== EXERCISE MATERIAL ==

◇ ◇ ◇ ◇ ◇ ◇ ◇

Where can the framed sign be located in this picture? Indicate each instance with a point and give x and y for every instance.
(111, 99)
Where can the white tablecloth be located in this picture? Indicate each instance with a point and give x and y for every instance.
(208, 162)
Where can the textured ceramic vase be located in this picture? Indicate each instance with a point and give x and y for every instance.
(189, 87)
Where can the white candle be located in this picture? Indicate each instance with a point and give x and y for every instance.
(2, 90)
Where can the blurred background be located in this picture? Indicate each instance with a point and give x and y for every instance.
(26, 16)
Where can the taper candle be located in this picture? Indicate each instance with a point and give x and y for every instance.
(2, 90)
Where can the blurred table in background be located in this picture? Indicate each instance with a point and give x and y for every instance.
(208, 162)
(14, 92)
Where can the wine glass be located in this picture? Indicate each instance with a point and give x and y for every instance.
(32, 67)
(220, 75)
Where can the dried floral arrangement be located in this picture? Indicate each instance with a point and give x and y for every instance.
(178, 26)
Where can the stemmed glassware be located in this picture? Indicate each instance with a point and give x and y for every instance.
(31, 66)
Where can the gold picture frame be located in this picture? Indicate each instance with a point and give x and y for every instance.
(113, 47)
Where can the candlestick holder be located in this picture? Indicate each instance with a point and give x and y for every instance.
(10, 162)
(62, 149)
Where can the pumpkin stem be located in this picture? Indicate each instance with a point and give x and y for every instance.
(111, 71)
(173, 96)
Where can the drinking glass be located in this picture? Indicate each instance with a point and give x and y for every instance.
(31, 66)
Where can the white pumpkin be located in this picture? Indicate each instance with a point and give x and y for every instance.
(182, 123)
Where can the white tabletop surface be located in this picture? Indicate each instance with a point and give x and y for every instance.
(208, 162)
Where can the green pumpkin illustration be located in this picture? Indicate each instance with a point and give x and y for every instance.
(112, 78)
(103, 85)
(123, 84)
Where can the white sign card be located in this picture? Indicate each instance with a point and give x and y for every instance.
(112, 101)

◇ ◇ ◇ ◇ ◇ ◇ ◇

== WHAT YOU HAVE TO DO ==
Rewrite all of the data above as a numbered list with one line per item, leaving out any blank lines.

== EXERCISE ANSWER ==
1. Where can the framed sign be located in this picture? Indicate each instance with a point and give x and y for every instance.
2. (111, 99)
3. Where can the white tablecloth be located in this picture? Indicate each instance with a point and give x and y for every instance.
4. (208, 162)
5. Where can the textured ceramic vase be located in this picture? Indicate each instance with a point and give x and y for every instance.
6. (189, 87)
7. Where can the white candle be located in this picture? Indicate each instance with a point and give x and y for every instance.
8. (2, 90)
9. Where can the blurred background be located in this picture? Indicate each instance with a point and give x and y for every instance.
10. (26, 16)
11. Where can the taper candle be located in this picture? Indicate each instance with a point and give x and y for every instance.
12. (2, 90)
13. Where can the blurred table in background be located in this picture? Indicate each instance with a point and give x and y for every instance.
14. (208, 162)
15. (14, 92)
16. Where can the wine glass be located in this picture? Indicate each instance with a point and give x and y for every instance.
17. (32, 67)
18. (220, 75)
19. Where can the dried floral arrangement be located in this picture? Indicate each instance with a point and give x and y for every instance.
20. (178, 26)
21. Where can the stemmed glassware be located in this picture? Indicate each instance with a point and give x and y for every instance.
22. (31, 66)
23. Where can the gold picture frame be located in this picture? Indicate each instance with a point and give x and y for every instance.
24. (113, 47)
25. Where can the candlestick holder be located in this picture? Indicate each instance with a point and give x and y for every instance.
26. (10, 162)
27. (62, 149)
28. Where can the pumpkin stem be located in this picture? Indicate each instance with a point and give x and y for every instance.
29. (111, 71)
30. (173, 96)
31. Where can the drinking glass be located in this picture? Indicate each instance with a point and give x and y for every instance.
32. (31, 66)
33. Where can the white pumpkin be located in this picture? Indicate each instance with a point and give x and y for every instance.
34. (182, 123)
35. Where can the white tabletop surface be located in this picture? Indicate each instance with a point and give x and y for every instance.
36. (208, 162)
37. Where can the green pumpkin illustration be located in this picture? Indicate each instance with a point and give x and y for every instance.
38. (112, 78)
39. (103, 85)
40. (123, 84)
41. Where can the white sign card be located in this picture? Indicate each instance with a point and give x and y for every instance.
42. (112, 101)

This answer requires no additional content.